Stored data entries

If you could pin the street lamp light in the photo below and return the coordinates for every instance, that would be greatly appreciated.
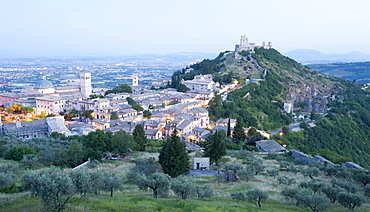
(281, 135)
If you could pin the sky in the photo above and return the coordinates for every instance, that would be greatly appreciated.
(168, 26)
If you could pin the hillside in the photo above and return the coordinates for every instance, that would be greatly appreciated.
(344, 131)
(358, 72)
(129, 197)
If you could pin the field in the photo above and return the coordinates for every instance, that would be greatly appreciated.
(130, 198)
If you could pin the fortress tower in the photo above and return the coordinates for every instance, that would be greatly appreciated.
(85, 84)
(135, 80)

_Aim of the exercise_:
Transcribe all entries above exactly. Drop the pictures.

_The completed task_:
If you could pin the street lamp light in the photo below and return the coordinates for every instance, that would be greatly appreciated.
(281, 135)
If you could pin the sky in the photo above and return the coordinates for every instance, that would be greatly appreciated.
(168, 26)
If you could pin the hillside in the photo above and return the coordinates for every instance, that would be greatly appreciated.
(344, 131)
(358, 72)
(129, 197)
If you could pin the field in the photo above and return the coordinates for every instance, that would be greatly appreciated.
(130, 198)
If you could pin the fortress tower in the photo above and return the coordinates for every instance, that would be greatly appreciated.
(85, 84)
(135, 80)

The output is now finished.